Supplied passage
Vita Group Limited (Vita Group) is an Australian retailer that operates under the brands of Artisan Aesthetic Clinics. Vita Group employs 400 people across its network of brands and is an ASX listed company that in 2020 reported revenues of $773.1 million.

Vita Group was founded by Maxine Horne, who is currently Chief Executive Officer to provide Australians with retail outlets where they could purchase mobile phones and other telecommunication products and services. The company commenced trading in 1995 as a Telstra Licensed Dealer under the brand Fone Zone, with its first store opening at Pacific Fair Shopping Centre on the Gold Coast. By 2005, Fone Zone had expanded to more than 100 stores Australia-wide and had listed on the Australian Stock Exchange.

Background
From 2005 to 2008, Fone Zone continued to expand and diversify through acquisitions, purchasing Telstra dealer, One Zero Communications in 2005, and Apple reseller, Next Byte in 2007. In 2008, the company officially changed its name to Vita Group Limited.

In 2009, after nearly 15 years as a Telstra Licensed Dealer, Vita Group signed a Dealer and Master Licence Agreement with Telstra, which saw Vita acquire 100 Telstra branded stores.

Vita Group continued to expand from 2010 to 2015, entering the information and communication technology (ICT) sector through acquiring Camelon IT, which it later rebranded to Vita Enterprise Solutions.

Information shown
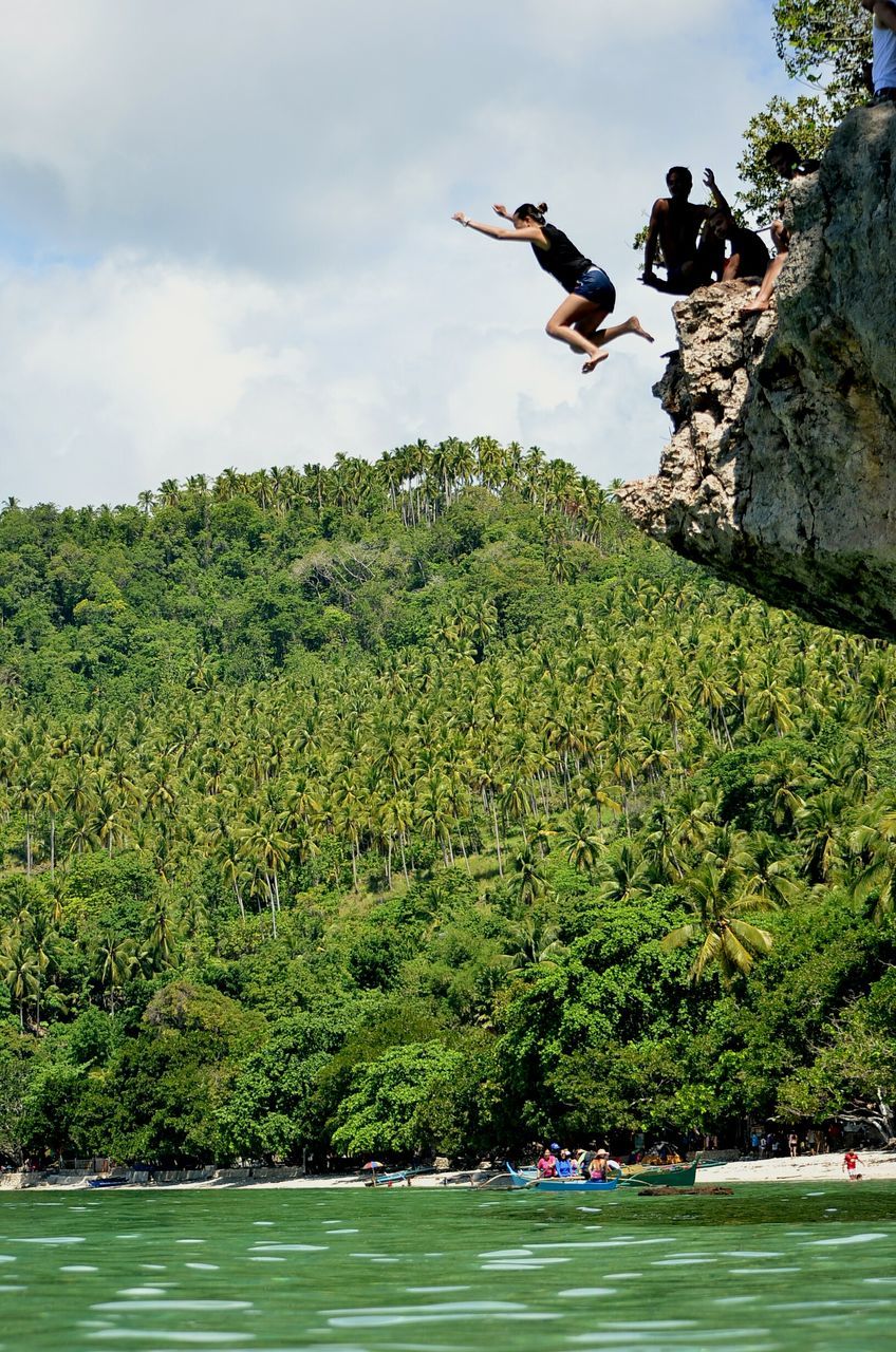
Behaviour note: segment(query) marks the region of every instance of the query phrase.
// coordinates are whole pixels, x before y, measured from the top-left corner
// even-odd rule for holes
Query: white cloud
[[[778,76],[759,0],[633,8],[0,0],[3,492],[476,431],[651,469],[673,327],[629,241],[670,162],[734,187]],[[656,349],[582,379],[528,250],[448,219],[541,196]]]

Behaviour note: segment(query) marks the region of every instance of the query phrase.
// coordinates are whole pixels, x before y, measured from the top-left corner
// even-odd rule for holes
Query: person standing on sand
[[[545,331],[550,338],[556,338],[574,352],[585,354],[582,375],[590,375],[598,362],[606,361],[609,354],[601,349],[616,338],[636,334],[647,342],[654,341],[637,315],[632,315],[623,324],[601,327],[616,308],[616,288],[602,268],[597,268],[590,258],[586,258],[562,230],[548,224],[544,219],[548,210],[545,201],[537,207],[524,201],[513,215],[501,203],[495,203],[493,210],[495,215],[509,220],[513,228],[502,230],[501,226],[471,220],[463,211],[456,211],[452,220],[490,239],[513,239],[532,245],[539,266],[551,273],[568,292],[567,299],[548,319]]]
[[[862,1175],[858,1172],[859,1164],[862,1165],[862,1168],[865,1167],[864,1161],[859,1160],[859,1157],[855,1153],[855,1151],[849,1149],[846,1152],[846,1155],[843,1156],[842,1169],[843,1169],[845,1174],[849,1175],[849,1178],[851,1179],[853,1183],[859,1183],[861,1179],[862,1179]]]
[[[859,0],[874,15],[872,82],[874,103],[896,103],[896,4],[893,0]]]

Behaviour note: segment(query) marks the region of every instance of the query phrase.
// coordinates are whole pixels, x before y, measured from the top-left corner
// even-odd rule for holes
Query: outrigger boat
[[[587,1179],[543,1179],[537,1174],[533,1178],[529,1171],[522,1174],[512,1164],[508,1164],[508,1174],[513,1188],[537,1188],[539,1192],[613,1192],[619,1187],[619,1179],[591,1183]]]
[[[631,1164],[620,1179],[629,1187],[693,1187],[697,1160],[690,1164]]]

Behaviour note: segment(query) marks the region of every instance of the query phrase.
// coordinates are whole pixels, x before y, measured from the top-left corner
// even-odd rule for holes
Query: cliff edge
[[[742,283],[674,308],[673,420],[632,519],[822,623],[896,638],[896,107],[861,108],[793,185],[777,306]]]

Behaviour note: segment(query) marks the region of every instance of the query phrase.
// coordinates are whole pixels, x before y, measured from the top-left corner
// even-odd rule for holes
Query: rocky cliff
[[[838,128],[793,187],[777,304],[675,306],[655,387],[673,438],[620,498],[679,554],[823,623],[896,637],[896,107]]]

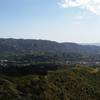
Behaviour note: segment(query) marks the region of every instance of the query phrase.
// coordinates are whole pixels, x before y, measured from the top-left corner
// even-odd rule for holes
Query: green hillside
[[[0,100],[100,100],[100,69],[65,66],[47,75],[0,75]]]

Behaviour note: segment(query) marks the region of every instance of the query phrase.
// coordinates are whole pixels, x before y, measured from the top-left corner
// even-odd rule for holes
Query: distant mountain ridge
[[[31,52],[100,54],[100,46],[35,39],[0,39],[1,54]]]

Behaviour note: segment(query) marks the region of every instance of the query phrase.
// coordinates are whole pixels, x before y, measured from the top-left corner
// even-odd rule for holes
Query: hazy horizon
[[[0,12],[0,38],[100,43],[99,0],[3,0]]]

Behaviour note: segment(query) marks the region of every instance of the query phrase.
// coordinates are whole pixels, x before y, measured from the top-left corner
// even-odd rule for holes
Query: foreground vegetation
[[[100,100],[100,70],[65,66],[46,75],[0,75],[0,100]]]

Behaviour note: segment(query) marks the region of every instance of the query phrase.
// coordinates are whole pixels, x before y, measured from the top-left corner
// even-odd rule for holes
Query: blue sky
[[[67,1],[0,0],[0,38],[100,42],[100,10],[91,2]]]

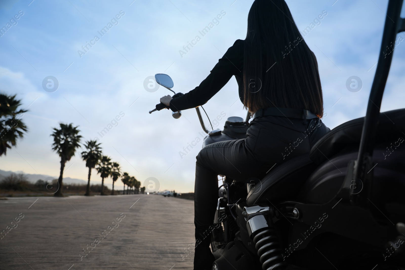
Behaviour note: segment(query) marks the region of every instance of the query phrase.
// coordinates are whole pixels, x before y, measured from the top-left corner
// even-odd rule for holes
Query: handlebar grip
[[[161,110],[165,109],[166,108],[168,108],[169,107],[168,106],[166,106],[163,103],[159,103],[156,105],[156,109],[158,111],[160,111]]]

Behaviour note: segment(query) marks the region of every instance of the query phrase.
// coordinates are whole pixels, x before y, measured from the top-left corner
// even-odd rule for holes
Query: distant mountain
[[[18,172],[11,172],[11,171],[4,171],[0,170],[0,181],[3,180],[4,177],[9,176],[12,173],[22,173],[24,174],[24,176],[27,177],[27,180],[29,182],[33,183],[35,183],[37,180],[39,180],[40,179],[45,180],[47,178],[49,178],[49,179],[46,179],[47,180],[52,180],[52,179],[58,179],[59,178],[57,176],[50,176],[45,174],[29,174],[24,173],[23,172],[21,171]],[[63,179],[63,183],[66,184],[87,184],[87,181],[85,181],[81,179],[75,179],[70,178],[70,177],[66,177]]]

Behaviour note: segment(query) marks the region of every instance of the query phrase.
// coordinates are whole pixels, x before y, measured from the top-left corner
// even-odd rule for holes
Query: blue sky
[[[176,92],[185,93],[198,86],[235,40],[245,38],[253,1],[132,1],[0,2],[1,27],[19,11],[23,12],[0,37],[0,91],[17,94],[23,107],[29,106],[30,110],[22,118],[29,132],[15,149],[0,157],[0,169],[58,175],[60,159],[51,150],[50,134],[59,123],[72,123],[86,140],[98,137],[104,154],[141,183],[153,177],[161,189],[194,190],[195,156],[202,143],[183,158],[179,152],[201,136],[195,110],[183,111],[178,119],[167,111],[149,114],[159,98],[171,92],[162,87],[147,91],[144,81],[156,73],[166,73],[174,81]],[[286,2],[301,31],[324,11],[327,13],[304,38],[319,66],[324,122],[332,128],[363,116],[388,1]],[[181,55],[179,51],[221,11],[226,14],[217,25]],[[403,9],[402,17],[404,13]],[[109,22],[112,27],[102,36],[98,31]],[[403,33],[399,34],[405,38]],[[92,41],[95,36],[99,40]],[[87,42],[92,47],[79,54]],[[382,111],[405,104],[404,44],[399,43],[395,49]],[[52,93],[42,87],[49,76],[59,82]],[[352,76],[363,83],[356,93],[345,86]],[[211,119],[226,115],[219,121],[222,128],[227,117],[245,117],[237,100],[232,78],[204,107]],[[98,133],[120,113],[120,120],[113,121],[113,128],[101,138]],[[70,167],[64,176],[86,179],[87,168],[78,153],[66,166]],[[95,170],[92,181],[100,182]],[[122,186],[120,181],[117,185]]]

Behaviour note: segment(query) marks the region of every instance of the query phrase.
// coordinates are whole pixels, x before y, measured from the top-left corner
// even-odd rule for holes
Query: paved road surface
[[[143,194],[37,198],[0,200],[0,231],[23,215],[0,240],[0,269],[193,269],[194,253],[183,257],[194,242],[192,201]],[[95,247],[81,257],[89,246]]]

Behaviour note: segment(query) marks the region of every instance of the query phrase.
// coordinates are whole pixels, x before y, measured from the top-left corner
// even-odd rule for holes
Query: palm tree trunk
[[[101,194],[100,195],[104,195],[104,177],[101,178]]]
[[[92,168],[89,167],[89,177],[88,180],[87,181],[87,187],[86,187],[86,193],[85,196],[90,196],[90,176],[92,174]]]
[[[58,189],[56,192],[55,193],[55,196],[59,197],[63,197],[63,194],[62,193],[62,188],[63,187],[63,183],[62,180],[63,179],[63,169],[65,168],[65,164],[66,161],[63,157],[60,158],[60,174],[59,174],[59,179],[58,180]]]

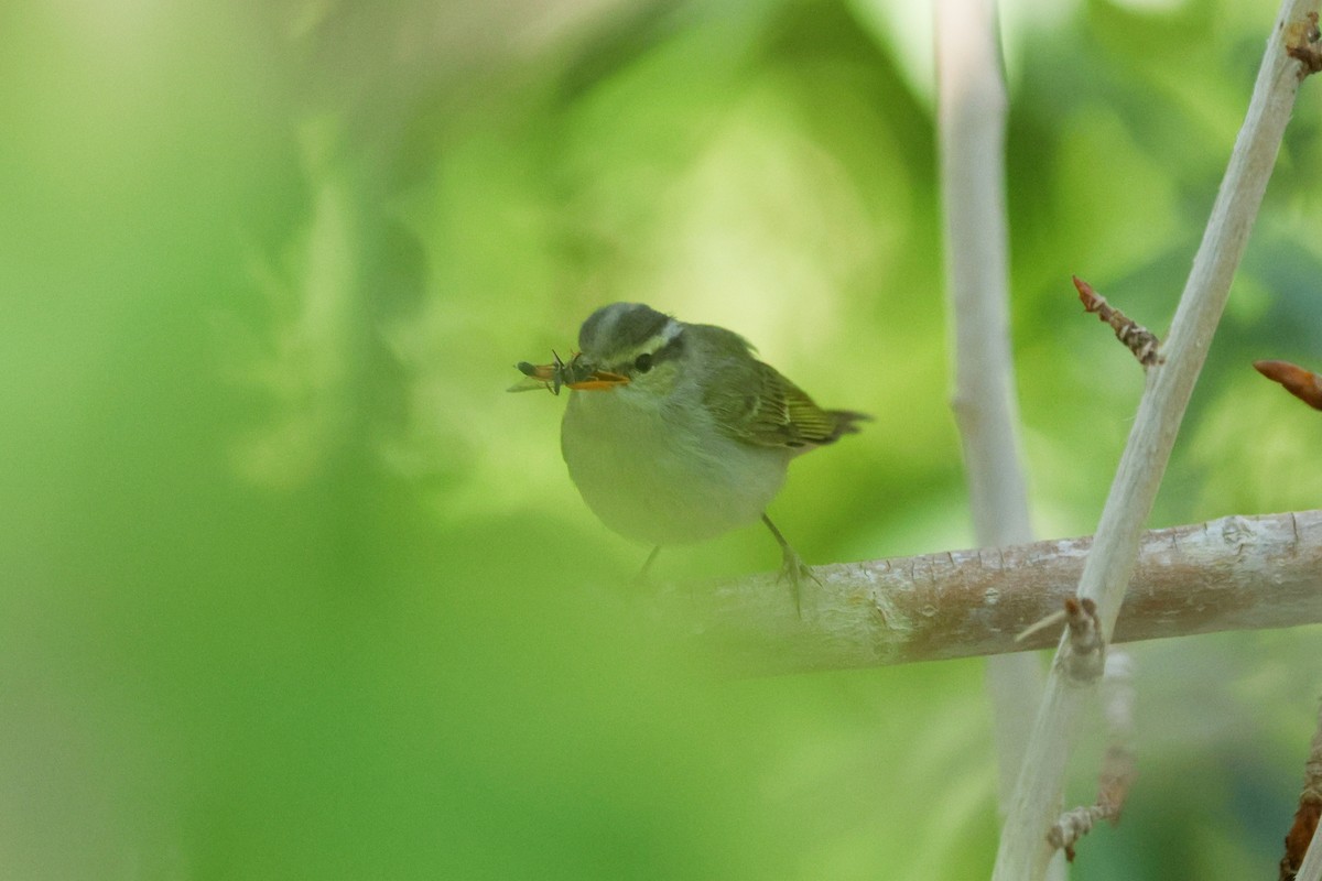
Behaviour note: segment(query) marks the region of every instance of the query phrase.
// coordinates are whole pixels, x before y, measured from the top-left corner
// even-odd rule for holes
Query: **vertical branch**
[[[1284,0],[1259,69],[1244,125],[1235,141],[1212,217],[1194,259],[1162,354],[1166,363],[1147,382],[1129,441],[1110,486],[1096,543],[1079,580],[1077,596],[1096,602],[1103,634],[1109,637],[1134,568],[1138,539],[1166,470],[1175,433],[1203,367],[1207,349],[1266,189],[1303,69],[1288,54],[1286,40],[1305,33],[1306,13],[1318,0]],[[1092,684],[1071,675],[1068,643],[1062,641],[1034,722],[1010,816],[1001,839],[993,878],[1042,877],[1051,855],[1046,829],[1059,803],[1069,744]]]
[[[978,544],[1032,540],[1019,462],[1018,408],[1010,357],[1005,207],[1006,92],[994,0],[936,4],[937,129],[945,207],[948,314],[954,392]],[[1023,763],[1042,697],[1032,654],[989,658],[1002,812]]]

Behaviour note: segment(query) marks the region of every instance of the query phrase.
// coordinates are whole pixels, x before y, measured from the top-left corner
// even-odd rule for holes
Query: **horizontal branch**
[[[751,674],[1047,649],[1015,635],[1075,594],[1091,538],[816,567],[800,618],[775,576],[672,588],[662,610]],[[1322,510],[1153,530],[1116,642],[1322,622]]]

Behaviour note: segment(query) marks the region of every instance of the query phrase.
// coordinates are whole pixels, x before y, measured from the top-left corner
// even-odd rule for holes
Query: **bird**
[[[812,569],[767,515],[796,457],[859,431],[870,416],[824,409],[739,334],[686,324],[641,302],[594,312],[568,362],[518,369],[570,390],[561,452],[588,509],[612,531],[662,547],[761,520],[798,606]],[[553,388],[554,383],[554,388]],[[518,386],[512,391],[520,390]]]

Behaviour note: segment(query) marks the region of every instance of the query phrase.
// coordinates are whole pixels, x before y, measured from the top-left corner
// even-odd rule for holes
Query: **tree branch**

Task instructions
- A) According to the Vita Group history, why was the company founded? Answer in one to three sentences.
- B) Continue the history of Vita Group from the point where it stops.

Outputs by task
- A) Maxine Horne founded Vita Group to give Australians retail outlets where they could buy mobile phones and other telecommunication products and services.

- B)
By mid-2015, the company had nearly 150 points of presence across Australia, including 100 Telstra Licensed Stores, 16 Telstra Business Centres, five Fone Zone outlets, 16 One Zero stores and 12 Next Byte stores.

In December 2015, Vita Group made the decision to close its Next Byte brand.

In 2016, the company announced the extension of its Telstra Dealer and Master Lincence Agreement to 2020.

The following year, Vita Group further diversified, expanding into the non-invasive medical aesthetics sector by acquiring Clear Complexions. In 2018, the group added to its portfolio in this market by acquiring Artisan Cosmetic & Rejuvenation Clinic, Fortitude Valley and by launching its own premium medical aesthetics brand, Artisan Aesthetic Clinics.

Today, Vita Group has more than 130 points of presence across Australia, consisting of Telstra Licensed Stores, Telstra Business Centres, and Fone Zone outlets. The company also operates the brands, Sprout, Artisan Aesthetic Clinics, and Vita Enterprise Solutions.